_Task details:_ Please rewrite the records below as a Markdown table with the columns Row and Line, giving each non-blank line its own row with a running number. Leave the pictures out of the answer.

_Data excerpts:_
+++++
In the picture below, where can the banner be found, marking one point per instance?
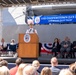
(53, 19)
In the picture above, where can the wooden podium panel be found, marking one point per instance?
(30, 49)
(34, 38)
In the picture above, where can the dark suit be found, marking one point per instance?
(73, 49)
(56, 48)
(55, 70)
+++++
_Output for this exercise:_
| Row | Line |
|---|---|
| 1 | In the picture below, where can the banner be found, marking one point per instance? |
| 2 | (53, 19) |
| 3 | In the picture above, where can the wooden podium panel be found, marking one point per instance? |
| 4 | (30, 49) |
| 5 | (34, 38) |
| 6 | In the picture above, where can the dark suit be found, marking one point per instance? |
| 7 | (73, 49) |
| 8 | (56, 48) |
| 9 | (55, 70) |